§ REQUEST: Please rewrite every line of the records, from the first line through the line containing "[(550, 85), (498, 69)]", and multiply each coordinate in the answers by 0.35, rounding to whole numbers with halves going up. Give only those lines, with all other text unchanged.

====

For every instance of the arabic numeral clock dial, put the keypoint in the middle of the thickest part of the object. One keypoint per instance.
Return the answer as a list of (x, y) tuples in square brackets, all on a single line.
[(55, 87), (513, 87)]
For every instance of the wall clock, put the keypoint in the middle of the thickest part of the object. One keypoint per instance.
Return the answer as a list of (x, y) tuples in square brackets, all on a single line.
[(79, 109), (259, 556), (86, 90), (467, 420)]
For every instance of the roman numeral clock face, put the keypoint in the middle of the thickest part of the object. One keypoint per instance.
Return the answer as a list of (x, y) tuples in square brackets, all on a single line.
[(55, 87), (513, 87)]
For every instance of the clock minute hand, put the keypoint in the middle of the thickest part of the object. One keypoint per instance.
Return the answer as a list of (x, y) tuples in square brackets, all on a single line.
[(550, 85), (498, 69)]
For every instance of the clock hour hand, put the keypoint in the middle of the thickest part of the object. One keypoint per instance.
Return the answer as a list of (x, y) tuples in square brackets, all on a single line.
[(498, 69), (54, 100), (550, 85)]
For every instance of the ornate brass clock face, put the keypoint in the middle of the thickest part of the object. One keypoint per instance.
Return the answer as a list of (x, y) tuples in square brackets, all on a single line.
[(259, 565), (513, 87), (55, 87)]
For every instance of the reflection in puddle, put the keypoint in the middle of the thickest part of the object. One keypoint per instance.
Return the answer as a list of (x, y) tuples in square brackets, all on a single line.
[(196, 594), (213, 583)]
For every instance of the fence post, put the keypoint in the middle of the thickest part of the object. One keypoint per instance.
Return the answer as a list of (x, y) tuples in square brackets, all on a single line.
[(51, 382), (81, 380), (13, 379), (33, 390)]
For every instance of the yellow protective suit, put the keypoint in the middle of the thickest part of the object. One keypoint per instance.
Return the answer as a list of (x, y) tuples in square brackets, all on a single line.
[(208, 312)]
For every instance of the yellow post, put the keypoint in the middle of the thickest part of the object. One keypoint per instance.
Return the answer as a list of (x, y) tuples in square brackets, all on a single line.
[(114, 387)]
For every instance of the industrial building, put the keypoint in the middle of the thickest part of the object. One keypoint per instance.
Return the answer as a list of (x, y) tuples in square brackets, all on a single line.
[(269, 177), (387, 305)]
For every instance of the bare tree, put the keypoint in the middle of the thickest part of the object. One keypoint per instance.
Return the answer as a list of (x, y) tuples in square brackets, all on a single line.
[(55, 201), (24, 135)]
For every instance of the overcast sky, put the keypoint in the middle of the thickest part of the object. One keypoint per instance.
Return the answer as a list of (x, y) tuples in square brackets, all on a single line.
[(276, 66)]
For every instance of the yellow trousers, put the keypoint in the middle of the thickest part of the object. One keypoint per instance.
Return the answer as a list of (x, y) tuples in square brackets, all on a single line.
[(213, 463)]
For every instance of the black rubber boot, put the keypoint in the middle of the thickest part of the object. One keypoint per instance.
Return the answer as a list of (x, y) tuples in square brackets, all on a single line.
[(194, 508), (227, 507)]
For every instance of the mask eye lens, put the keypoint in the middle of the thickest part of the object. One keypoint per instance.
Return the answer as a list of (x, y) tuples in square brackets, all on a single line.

====

§ ANSWER:
For every instance of the arabic numeral clock dial, put the keypoint in the middle of the thickest part of the object. One keypoint per instance.
Return the answer as a list of (x, y) tuples in square brackets, all on a single line.
[(19, 30), (180, 30)]
For every instance of the wall clock, put the keypoint in the middle of the thickest part of the object. One keypoint per instance.
Return the answer as a list of (x, y) tuples in square brackets, all on a single line.
[(28, 38), (91, 195), (30, 32), (163, 147)]
For every instance of the roman numeral clock face, put the keypoint in the middle of the thickest part of the object. One keypoint per instance.
Return the answer as a list of (x, y) tuples in square brackets, all on a single line.
[(19, 30), (180, 30)]
For every instance of the clock minute hand, put the keypoint in the middle of the thickest part of the object. One keypoint per instance.
Return the answer as a list of (x, y) tuples in square brackets, all on a single line.
[(193, 30), (174, 24)]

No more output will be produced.